**ACTIONS TO TAKE:**
1. In the paper summary, how short do the radiative lifetimes get?
2. Update the paper summary starting with "Observation of room-temperature" and going on through "solid-state quantum systems.", putting "nanoparticles" wherever "nanocrystals" appears.

Observation of room-temperature spontaneous superradiance from single diamond nanocrystals
Carlo Bradac, Mattias Johnsson, Matthew van Breugel, Ben Baragiola,, Rochelle Martin, Mathieu L. Juan, Gavin Brennen, and Thomas Volz

TL;DR
This paper demonstrates room-temperature superradiance from single diamond nanocrystals containing thousands of NV centers, showing ultrafast emission and photon correlations, modeled with collective Dicke states.
Contribution
It provides the first experimental observation and theoretical modeling of superradiance in single nanodiamonds at room temperature, advancing solid-state quantum systems.
Findings
Ultrafast radiative lifetimes down to ~1 ns.
Observation of super-Poissonian photon bunching.
Theoretical model based on Dicke states explains experimental data.

**RECORDED INFORMATION:**
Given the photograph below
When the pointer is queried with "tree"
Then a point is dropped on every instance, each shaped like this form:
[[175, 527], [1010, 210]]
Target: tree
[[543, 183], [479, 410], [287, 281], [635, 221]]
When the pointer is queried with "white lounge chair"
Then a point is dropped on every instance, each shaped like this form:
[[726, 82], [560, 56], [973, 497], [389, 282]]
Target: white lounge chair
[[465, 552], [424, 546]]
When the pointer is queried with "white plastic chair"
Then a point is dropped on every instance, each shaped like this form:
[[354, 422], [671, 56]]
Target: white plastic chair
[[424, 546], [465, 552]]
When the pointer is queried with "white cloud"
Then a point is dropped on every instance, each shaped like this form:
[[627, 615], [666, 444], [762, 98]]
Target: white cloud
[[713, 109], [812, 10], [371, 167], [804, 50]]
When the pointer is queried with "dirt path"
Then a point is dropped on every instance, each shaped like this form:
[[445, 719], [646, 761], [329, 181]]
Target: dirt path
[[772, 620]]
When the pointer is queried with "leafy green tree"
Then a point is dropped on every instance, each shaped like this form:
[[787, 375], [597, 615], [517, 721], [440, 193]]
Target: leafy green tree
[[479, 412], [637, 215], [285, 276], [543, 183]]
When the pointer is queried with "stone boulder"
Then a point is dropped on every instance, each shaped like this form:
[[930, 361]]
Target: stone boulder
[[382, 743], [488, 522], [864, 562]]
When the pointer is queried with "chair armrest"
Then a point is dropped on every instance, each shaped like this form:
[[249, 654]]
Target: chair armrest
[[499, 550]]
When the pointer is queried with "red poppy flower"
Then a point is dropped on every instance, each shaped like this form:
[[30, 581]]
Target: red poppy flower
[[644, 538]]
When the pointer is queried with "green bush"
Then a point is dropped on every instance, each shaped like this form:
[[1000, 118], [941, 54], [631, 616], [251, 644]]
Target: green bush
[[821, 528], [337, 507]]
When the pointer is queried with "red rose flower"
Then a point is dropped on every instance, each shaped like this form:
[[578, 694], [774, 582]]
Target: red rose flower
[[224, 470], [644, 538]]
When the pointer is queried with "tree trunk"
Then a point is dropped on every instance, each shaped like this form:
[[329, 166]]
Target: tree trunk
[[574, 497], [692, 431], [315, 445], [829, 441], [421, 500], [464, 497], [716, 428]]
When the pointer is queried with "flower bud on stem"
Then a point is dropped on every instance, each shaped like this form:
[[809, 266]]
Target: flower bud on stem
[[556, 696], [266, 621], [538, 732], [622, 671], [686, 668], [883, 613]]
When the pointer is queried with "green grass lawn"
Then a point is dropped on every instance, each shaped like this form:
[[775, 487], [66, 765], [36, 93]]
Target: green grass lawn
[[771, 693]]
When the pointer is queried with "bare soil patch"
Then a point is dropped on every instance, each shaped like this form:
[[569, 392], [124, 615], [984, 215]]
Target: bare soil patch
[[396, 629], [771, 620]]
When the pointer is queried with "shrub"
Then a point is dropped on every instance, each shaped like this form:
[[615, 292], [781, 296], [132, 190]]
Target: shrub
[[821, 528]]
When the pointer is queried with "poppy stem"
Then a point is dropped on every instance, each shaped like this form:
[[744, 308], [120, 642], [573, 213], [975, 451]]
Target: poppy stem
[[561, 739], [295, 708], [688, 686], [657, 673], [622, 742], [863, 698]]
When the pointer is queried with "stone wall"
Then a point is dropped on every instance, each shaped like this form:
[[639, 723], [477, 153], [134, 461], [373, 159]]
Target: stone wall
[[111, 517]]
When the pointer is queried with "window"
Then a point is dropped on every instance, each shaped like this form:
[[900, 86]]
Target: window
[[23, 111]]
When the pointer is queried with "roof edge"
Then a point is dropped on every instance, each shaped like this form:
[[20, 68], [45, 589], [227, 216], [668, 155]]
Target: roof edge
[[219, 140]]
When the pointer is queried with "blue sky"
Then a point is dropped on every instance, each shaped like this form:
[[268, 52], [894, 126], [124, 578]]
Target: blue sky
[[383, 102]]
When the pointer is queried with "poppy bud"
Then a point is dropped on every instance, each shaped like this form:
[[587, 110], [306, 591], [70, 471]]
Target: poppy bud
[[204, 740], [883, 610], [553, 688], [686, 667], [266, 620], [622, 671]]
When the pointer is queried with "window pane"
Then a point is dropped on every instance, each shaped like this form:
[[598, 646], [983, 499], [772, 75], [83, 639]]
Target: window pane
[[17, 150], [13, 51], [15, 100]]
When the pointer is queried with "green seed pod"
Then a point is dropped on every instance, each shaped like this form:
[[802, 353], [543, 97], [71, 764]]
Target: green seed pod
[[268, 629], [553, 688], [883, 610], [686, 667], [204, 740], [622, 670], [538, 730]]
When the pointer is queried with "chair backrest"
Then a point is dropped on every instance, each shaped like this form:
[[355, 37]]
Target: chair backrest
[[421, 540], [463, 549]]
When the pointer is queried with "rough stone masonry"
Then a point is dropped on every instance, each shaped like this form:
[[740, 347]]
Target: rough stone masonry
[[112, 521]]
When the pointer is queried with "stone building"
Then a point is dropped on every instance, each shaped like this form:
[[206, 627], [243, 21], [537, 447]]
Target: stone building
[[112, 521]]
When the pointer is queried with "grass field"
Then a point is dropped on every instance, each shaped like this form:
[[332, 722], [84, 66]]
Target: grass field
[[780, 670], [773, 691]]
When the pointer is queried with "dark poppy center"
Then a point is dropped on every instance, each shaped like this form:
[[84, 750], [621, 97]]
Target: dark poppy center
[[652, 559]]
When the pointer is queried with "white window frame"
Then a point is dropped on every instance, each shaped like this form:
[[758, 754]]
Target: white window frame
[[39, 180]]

**TASK-BY-TASK SOLUTIONS:**
1. Down to about 1 ns.

2.
Observation of room-temperature spontaneous superradiance from single diamond nanoparticles
Carlo Bradac, Mattias Johnsson, Matthew van Breugel, Ben Baragiola,, Rochelle Martin, Mathieu L. Juan, Gavin Brennen, and Thomas Volz

TL;DR
This paper demonstrates room-temperature superradiance from single diamond nanoparticles containing thousands of NV centers, showing ultrafast emission and photon correlations, modeled with collective Dicke states.
Contribution
It provides the first experimental observation and theoretical modeling of superradiance in single nanodiamonds at room temperature, advancing solid-state quantum systems.